STUDY TEXT:
┄┄┄┄┄┄┄┄┄┄┄┄┄┄┄┄┄┄┄┄
“Make me do things it looks like I don’t want to do”. This is a tall order. My son, who has autism, typed this message out at age 20 (he is 40 now). This is typical of Jeremy; a bright guy who has a special kind of charm that endears him to people who take the time and effort to get to know him. What he is saying is that he wants to be included in the community even though his behavior may indicate otherwise. He rocks back and forth to his own rhythm to make uneasy situations more comfortable for him. Sometimes, he hums or makes noises to express joy or frustrations. His world is a world of pictures. When the world changes and the pictures he holds in his brain don’t jive, he is uncomfortable until he visualizes where he is and a new picture emerges. Next time, he will be ok. I doubt if he would want his life to be any different even if it were possible. He is ok with who he is-we are the ones who need to learn to be ok with who he is.
Oddly enough, people with special needs want to be invisible like most of us. They don’t want to “stick out” in the crowd. I refer to my son as an individual who has autism not my “autistic” son. It’s called “people first” language and it makes sense. If I had arthritis, I would not want to known as “arthritic Linda”. A diagnosis does not have to define a person. My son, who has autism, is funny, mischievous, charming and sometimes a bit sneaky!
No one wants to be labeled “wheelchair bound” or “crippled” or any number of labels we often use to define anyone. I also have never known anyone who has special needs who wants to be pitied or overly praised for how they live their lives. If you are wondering if a person with a disability needs help, just ask. If you know a family who is avoiding attending services because they have a family member who has special needs, reach out and invite them to come with you or sit with you. If you know an elderly person who has stopped coming because the effort is just too much trouble, invite him/her for coffee, and find out why. Or contact me so we can discuss what needs to happen to make you or your loved one, or a friend, participate in any community activity. I can be reached at email@example.com.
Old habits die hard. Use people first language-you will find that eventually this will change how you will perceive anyone with a disability. Taking this even further is the possibility that labels will disappear altogether. An interesting concept that, I hope, one day, will be a reality.
┄┄┄┄┄┄┄┄┄┄┄┄┄┄┄┄┄┄┄┄
PROVIDED INFORMATION:

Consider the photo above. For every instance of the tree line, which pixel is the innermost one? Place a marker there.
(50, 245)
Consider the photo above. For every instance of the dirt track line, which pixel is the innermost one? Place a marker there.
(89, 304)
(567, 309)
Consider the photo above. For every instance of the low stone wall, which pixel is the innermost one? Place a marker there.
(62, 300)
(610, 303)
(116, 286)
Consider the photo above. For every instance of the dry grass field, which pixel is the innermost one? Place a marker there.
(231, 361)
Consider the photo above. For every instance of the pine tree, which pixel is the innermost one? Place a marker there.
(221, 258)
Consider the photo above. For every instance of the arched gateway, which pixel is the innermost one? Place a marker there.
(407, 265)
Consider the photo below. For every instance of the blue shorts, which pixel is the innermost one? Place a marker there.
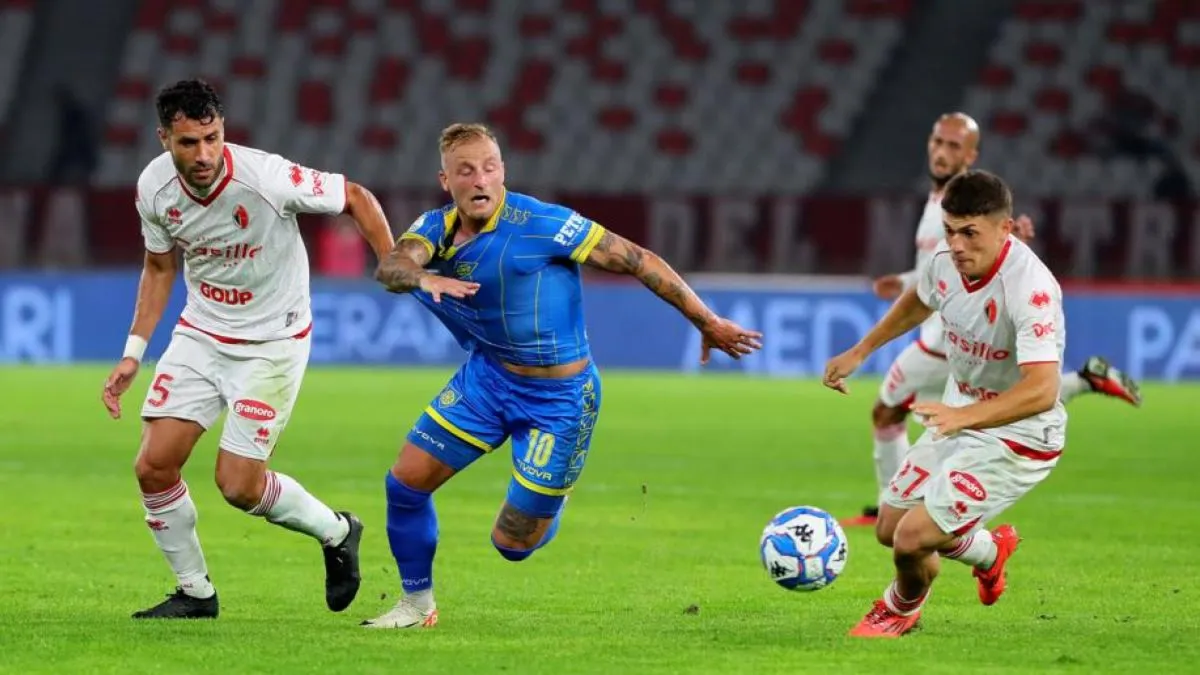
(550, 423)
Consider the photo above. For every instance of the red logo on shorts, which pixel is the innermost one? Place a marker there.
(967, 484)
(250, 408)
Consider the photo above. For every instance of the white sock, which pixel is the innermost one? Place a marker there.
(1071, 386)
(891, 447)
(900, 605)
(977, 550)
(171, 517)
(423, 599)
(288, 505)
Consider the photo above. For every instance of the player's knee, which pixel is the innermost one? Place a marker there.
(885, 416)
(240, 490)
(155, 471)
(511, 549)
(885, 532)
(909, 539)
(419, 470)
(402, 496)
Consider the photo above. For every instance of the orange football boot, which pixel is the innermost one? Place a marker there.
(882, 622)
(991, 581)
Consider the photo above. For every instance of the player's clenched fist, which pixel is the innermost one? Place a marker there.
(729, 338)
(438, 286)
(117, 383)
(840, 368)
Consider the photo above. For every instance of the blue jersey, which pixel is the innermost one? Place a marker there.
(529, 305)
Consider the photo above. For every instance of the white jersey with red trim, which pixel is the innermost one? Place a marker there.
(930, 232)
(245, 263)
(1011, 316)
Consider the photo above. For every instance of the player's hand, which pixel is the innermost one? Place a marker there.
(888, 287)
(840, 368)
(117, 383)
(437, 286)
(729, 338)
(1023, 228)
(941, 418)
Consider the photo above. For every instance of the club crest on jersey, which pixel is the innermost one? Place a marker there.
(448, 398)
(240, 217)
(463, 270)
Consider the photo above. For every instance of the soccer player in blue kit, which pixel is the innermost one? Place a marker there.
(502, 272)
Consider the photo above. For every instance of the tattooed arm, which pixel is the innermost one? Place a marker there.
(618, 255)
(403, 270)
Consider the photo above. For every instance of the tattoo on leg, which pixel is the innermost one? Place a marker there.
(516, 525)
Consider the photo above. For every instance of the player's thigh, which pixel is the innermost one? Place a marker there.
(183, 386)
(259, 383)
(167, 443)
(978, 481)
(551, 443)
(462, 423)
(181, 402)
(911, 482)
(915, 375)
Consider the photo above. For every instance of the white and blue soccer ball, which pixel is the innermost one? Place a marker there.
(803, 549)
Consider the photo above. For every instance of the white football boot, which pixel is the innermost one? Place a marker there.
(408, 613)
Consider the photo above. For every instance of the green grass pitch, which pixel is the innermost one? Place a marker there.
(684, 471)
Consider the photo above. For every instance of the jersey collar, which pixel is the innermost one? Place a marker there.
(977, 284)
(216, 191)
(451, 226)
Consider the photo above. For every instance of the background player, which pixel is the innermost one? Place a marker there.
(502, 272)
(921, 371)
(241, 342)
(1001, 425)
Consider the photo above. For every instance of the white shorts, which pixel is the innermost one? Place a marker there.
(199, 376)
(917, 374)
(966, 479)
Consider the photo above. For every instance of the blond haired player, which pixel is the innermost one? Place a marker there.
(241, 344)
(921, 370)
(1001, 425)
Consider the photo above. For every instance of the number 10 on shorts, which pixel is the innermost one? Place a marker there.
(541, 446)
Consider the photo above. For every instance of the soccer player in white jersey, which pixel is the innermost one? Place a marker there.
(1001, 425)
(919, 372)
(243, 340)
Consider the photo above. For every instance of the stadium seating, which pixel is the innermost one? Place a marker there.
(16, 24)
(1047, 97)
(655, 89)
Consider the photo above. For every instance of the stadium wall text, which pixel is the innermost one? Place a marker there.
(84, 317)
(1095, 239)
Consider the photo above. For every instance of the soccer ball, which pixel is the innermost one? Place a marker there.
(803, 549)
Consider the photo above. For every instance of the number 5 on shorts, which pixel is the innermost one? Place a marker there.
(910, 475)
(160, 389)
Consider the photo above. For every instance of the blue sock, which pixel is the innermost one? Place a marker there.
(412, 533)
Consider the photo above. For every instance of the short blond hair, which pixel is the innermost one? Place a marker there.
(462, 132)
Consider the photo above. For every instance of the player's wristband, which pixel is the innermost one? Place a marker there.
(135, 347)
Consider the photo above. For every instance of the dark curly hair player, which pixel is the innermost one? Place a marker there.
(243, 340)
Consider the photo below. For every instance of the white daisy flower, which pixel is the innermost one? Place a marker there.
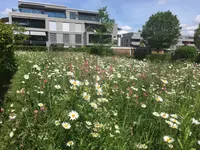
(94, 105)
(57, 87)
(70, 143)
(57, 122)
(158, 98)
(73, 115)
(66, 125)
(12, 116)
(95, 134)
(40, 104)
(164, 115)
(11, 134)
(156, 114)
(26, 76)
(86, 96)
(168, 139)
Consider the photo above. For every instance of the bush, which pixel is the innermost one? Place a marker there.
(101, 50)
(185, 53)
(30, 48)
(197, 60)
(8, 65)
(159, 57)
(140, 53)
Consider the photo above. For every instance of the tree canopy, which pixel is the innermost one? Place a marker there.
(197, 37)
(162, 30)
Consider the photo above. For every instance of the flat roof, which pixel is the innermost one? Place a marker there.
(54, 6)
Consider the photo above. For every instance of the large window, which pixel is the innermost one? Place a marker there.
(52, 26)
(53, 37)
(56, 14)
(37, 38)
(135, 40)
(78, 28)
(78, 38)
(91, 27)
(66, 38)
(30, 23)
(72, 15)
(93, 38)
(88, 17)
(65, 27)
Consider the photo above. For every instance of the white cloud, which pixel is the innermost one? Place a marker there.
(162, 1)
(188, 30)
(6, 11)
(122, 32)
(126, 28)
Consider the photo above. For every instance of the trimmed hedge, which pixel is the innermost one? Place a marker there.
(30, 48)
(159, 57)
(101, 51)
(185, 53)
(140, 53)
(197, 60)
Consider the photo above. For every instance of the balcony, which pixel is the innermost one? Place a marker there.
(55, 14)
(88, 17)
(29, 23)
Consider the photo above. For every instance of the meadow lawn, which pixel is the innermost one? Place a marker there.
(60, 101)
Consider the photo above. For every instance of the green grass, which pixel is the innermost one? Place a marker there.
(116, 115)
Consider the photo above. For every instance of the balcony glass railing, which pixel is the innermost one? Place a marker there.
(55, 14)
(88, 17)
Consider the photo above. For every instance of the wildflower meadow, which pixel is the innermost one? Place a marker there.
(61, 101)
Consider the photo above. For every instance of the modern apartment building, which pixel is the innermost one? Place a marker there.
(48, 24)
(134, 39)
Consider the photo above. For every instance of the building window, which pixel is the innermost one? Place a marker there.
(56, 14)
(66, 27)
(78, 28)
(66, 38)
(72, 15)
(52, 26)
(88, 17)
(30, 23)
(135, 40)
(53, 38)
(93, 38)
(78, 39)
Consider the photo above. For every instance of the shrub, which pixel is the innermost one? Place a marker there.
(159, 57)
(8, 65)
(56, 47)
(101, 50)
(185, 53)
(140, 53)
(30, 48)
(197, 60)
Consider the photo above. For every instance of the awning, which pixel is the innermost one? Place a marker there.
(38, 33)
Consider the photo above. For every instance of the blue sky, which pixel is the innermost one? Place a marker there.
(130, 15)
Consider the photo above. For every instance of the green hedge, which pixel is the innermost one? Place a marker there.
(30, 48)
(101, 50)
(197, 60)
(159, 57)
(185, 53)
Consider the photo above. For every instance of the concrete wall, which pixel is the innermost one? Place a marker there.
(73, 28)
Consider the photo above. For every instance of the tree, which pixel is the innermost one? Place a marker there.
(162, 30)
(106, 26)
(197, 37)
(10, 35)
(103, 34)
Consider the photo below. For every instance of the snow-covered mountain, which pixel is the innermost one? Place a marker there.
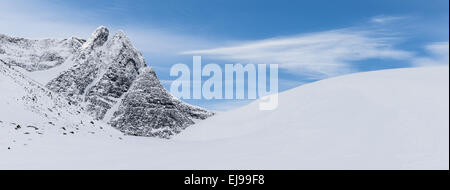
┄┄┄┄┄┄┄┄┄┄┄┄┄┄┄┄┄┄┄┄
INSTRUCTIONS FOR THE TASK: Retype the passage in the essay on people first language from "No one wants" to "reached at email@example.com.".

WRITTEN RESPONSE:
No one wants to be labeled “wheelchair bound” or “crippled” or any number of labels we often use to define anyone. I also have never known anyone who has special needs who wants to be pitied or overly praised for how they live their lives. If you are wondering if a person with a disability needs help, just ask. If you know a family who is avoiding attending services because they have a family member who has special needs, reach out and invite them to come with you or sit with you. If you know an elderly person who has stopped coming because the effort is just too much trouble, invite him/her for coffee, and find out why. Or contact me so we can discuss what needs to happen to make you or your loved one, or a friend, participate in any community activity. I can be reached at email@example.com.